---------- Data lines ----------

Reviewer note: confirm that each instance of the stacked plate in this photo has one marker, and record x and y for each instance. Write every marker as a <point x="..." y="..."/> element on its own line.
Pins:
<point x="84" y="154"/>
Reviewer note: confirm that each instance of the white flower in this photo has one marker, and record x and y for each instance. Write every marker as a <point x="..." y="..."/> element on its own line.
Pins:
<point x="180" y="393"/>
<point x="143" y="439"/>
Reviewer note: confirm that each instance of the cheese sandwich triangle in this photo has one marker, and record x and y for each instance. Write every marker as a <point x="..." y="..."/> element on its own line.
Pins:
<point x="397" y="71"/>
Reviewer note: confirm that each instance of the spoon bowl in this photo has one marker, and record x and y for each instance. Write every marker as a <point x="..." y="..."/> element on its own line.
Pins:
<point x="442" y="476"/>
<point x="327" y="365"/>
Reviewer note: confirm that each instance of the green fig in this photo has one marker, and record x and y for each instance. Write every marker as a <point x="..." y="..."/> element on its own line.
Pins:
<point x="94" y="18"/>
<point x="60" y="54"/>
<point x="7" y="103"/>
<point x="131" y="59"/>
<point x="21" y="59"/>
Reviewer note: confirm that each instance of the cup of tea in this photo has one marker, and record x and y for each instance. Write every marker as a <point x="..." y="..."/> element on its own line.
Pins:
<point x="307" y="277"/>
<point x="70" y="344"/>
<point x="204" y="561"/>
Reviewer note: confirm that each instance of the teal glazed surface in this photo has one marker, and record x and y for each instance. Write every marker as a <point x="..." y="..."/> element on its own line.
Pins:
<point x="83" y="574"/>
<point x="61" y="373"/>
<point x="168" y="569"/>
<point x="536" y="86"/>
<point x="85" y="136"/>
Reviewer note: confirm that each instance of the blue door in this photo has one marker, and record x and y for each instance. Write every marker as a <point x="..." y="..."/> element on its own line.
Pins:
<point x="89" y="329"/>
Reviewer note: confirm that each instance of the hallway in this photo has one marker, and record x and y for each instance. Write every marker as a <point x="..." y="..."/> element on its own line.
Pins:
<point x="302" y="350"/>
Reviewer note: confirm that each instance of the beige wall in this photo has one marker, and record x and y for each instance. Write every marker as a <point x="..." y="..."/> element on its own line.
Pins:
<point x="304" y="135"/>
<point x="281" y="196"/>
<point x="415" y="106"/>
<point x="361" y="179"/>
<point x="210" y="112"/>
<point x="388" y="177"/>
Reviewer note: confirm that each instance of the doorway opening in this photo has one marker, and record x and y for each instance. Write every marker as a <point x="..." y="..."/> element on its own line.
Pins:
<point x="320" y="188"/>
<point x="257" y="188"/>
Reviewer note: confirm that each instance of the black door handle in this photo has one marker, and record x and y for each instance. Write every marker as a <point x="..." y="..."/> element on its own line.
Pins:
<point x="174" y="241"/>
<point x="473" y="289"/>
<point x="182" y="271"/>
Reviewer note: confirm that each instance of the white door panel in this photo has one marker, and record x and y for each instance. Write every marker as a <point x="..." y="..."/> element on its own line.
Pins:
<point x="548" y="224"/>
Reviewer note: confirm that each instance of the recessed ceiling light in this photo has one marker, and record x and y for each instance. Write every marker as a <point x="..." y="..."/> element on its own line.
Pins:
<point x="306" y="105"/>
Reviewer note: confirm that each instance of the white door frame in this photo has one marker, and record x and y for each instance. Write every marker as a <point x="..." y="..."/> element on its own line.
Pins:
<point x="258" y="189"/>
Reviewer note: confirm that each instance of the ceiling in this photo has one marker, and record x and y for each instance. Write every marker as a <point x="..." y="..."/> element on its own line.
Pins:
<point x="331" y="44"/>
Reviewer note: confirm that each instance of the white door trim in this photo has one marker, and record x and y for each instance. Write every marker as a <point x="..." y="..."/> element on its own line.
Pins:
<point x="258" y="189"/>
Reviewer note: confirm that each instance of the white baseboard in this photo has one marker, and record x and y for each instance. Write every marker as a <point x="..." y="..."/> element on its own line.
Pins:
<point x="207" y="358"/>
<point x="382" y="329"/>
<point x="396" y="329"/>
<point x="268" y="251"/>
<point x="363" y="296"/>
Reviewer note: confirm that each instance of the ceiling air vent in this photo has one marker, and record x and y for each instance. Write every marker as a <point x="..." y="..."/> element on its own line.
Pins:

----------

**Description of the task**: Can you render every line of the records above as a JSON list of strings, one string per line, with blank lines left out?

**Correct result**:
[
  "Reviewer note: confirm that each instance of the stacked plate in this photo has one marker, and record x and y for each instance. Write every marker as a <point x=\"...\" y=\"...\"/> element on its own line.",
  "Pins:",
  "<point x=\"84\" y=\"154\"/>",
  "Reviewer note: confirm that each instance of the white flower in this photo has one marker, and record x and y for each instance. Write every marker as a <point x=\"...\" y=\"...\"/> element on its own line.",
  "Pins:",
  "<point x=\"180\" y=\"393\"/>",
  "<point x=\"143\" y=\"439\"/>",
  "Reviewer note: confirm that each instance of the cheese sandwich triangle in this photo has one marker, and record x and y for each instance. Write every marker as a <point x=\"...\" y=\"...\"/> element on its own line.",
  "Pins:",
  "<point x=\"397\" y=\"71\"/>",
  "Reviewer note: confirm that each instance of the spoon bowl in this photo has one marker, and record x and y for each instance. Write every marker as a <point x=\"...\" y=\"...\"/> element on its own line.",
  "Pins:",
  "<point x=\"442\" y=\"476\"/>",
  "<point x=\"327\" y=\"365\"/>",
  "Reviewer note: confirm that each instance of the green fig in this photo has one marker, and record x and y for each instance. Write every marker as a <point x=\"...\" y=\"...\"/> element on its own line.",
  "Pins:",
  "<point x=\"94\" y=\"18\"/>",
  "<point x=\"60\" y=\"54\"/>",
  "<point x=\"7\" y=\"103\"/>",
  "<point x=\"131\" y=\"59\"/>",
  "<point x=\"21\" y=\"59\"/>",
  "Reviewer note: confirm that each instance of the cup of tea in this photo has one marker, and record x and y for each instance. Write every marker as a <point x=\"...\" y=\"...\"/> element on its own line.",
  "Pins:",
  "<point x=\"307\" y=\"277\"/>",
  "<point x=\"70\" y=\"344\"/>",
  "<point x=\"204\" y=\"561\"/>",
  "Reviewer note: confirm that each instance of the teal glazed surface in this photo has one marker, and record x and y for each instance. Write every marker as a <point x=\"...\" y=\"...\"/> element on its own line.",
  "Pins:",
  "<point x=\"83\" y=\"574\"/>",
  "<point x=\"61\" y=\"373\"/>",
  "<point x=\"168\" y=\"569\"/>",
  "<point x=\"536\" y=\"86\"/>",
  "<point x=\"85\" y=\"136\"/>",
  "Reviewer note: confirm that each instance of the blue door in this photo has one marker, and record x and y for each instance. Write every marker as a <point x=\"...\" y=\"...\"/> element on its own line.",
  "Pins:",
  "<point x=\"89\" y=\"329\"/>",
  "Reviewer note: confirm that each instance of the hallway in this photo has one marker, and record x and y for each instance. Write every marker as a <point x=\"...\" y=\"...\"/> element on its own line.",
  "Pins:",
  "<point x=\"302\" y=\"350\"/>",
  "Reviewer note: confirm that each instance of the beige wall in this photo has one marker, and record x and y for each instance. Write every marker as a <point x=\"...\" y=\"...\"/> element on its own line.",
  "Pins:",
  "<point x=\"304\" y=\"135\"/>",
  "<point x=\"281\" y=\"196\"/>",
  "<point x=\"415\" y=\"106\"/>",
  "<point x=\"361\" y=\"179\"/>",
  "<point x=\"210\" y=\"112\"/>",
  "<point x=\"388\" y=\"177\"/>",
  "Reviewer note: confirm that each instance of the doorway opening in this photo has one marker, and record x and y for each instance. Write every marker as a <point x=\"...\" y=\"...\"/> element on its own line.",
  "Pins:",
  "<point x=\"320\" y=\"188\"/>",
  "<point x=\"257\" y=\"188\"/>",
  "Reviewer note: confirm that each instance of the black door handle in this photo has one marker, and record x and y for each instance. Write every marker as a <point x=\"...\" y=\"...\"/> element on its own line.",
  "Pins:",
  "<point x=\"174\" y=\"241\"/>",
  "<point x=\"473\" y=\"289\"/>",
  "<point x=\"182\" y=\"271\"/>",
  "Reviewer note: confirm that each instance of the white door panel in this photo has one marker, and record x and y for each instance. Write every marker as a <point x=\"...\" y=\"...\"/> element on its own line.",
  "Pins:",
  "<point x=\"548\" y=\"224\"/>",
  "Reviewer note: confirm that each instance of the recessed ceiling light in this photo has one marker, and record x and y for each instance. Write every marker as a <point x=\"...\" y=\"...\"/> element on its own line.",
  "Pins:",
  "<point x=\"306\" y=\"105\"/>",
  "Reviewer note: confirm that each instance of the white door frame in this photo has one marker, and record x and y for each instance. Write every marker as a <point x=\"...\" y=\"...\"/> element on its own line.",
  "Pins:",
  "<point x=\"258\" y=\"189\"/>",
  "Reviewer note: confirm that each instance of the ceiling in this photo has one marker, and record x and y for each instance. Write every marker as a <point x=\"...\" y=\"...\"/> element on its own line.",
  "Pins:",
  "<point x=\"331\" y=\"44\"/>",
  "Reviewer note: confirm that each instance of the white door trim in this photo has one marker, and record x and y for each instance. Write every marker as a <point x=\"...\" y=\"...\"/> element on its own line.",
  "Pins:",
  "<point x=\"258\" y=\"189\"/>",
  "Reviewer note: confirm that each instance of the white baseboard in this photo has one marker, and record x and y for each instance. Write every marker as a <point x=\"...\" y=\"...\"/> element on its own line.",
  "Pins:",
  "<point x=\"207\" y=\"358\"/>",
  "<point x=\"382\" y=\"329\"/>",
  "<point x=\"396\" y=\"329\"/>",
  "<point x=\"268\" y=\"251\"/>",
  "<point x=\"363\" y=\"296\"/>",
  "Reviewer note: confirm that each instance of the ceiling air vent in this photo has one marker, and record x and y for each instance. Write every marker as a <point x=\"...\" y=\"...\"/> element on its own line.",
  "Pins:"
]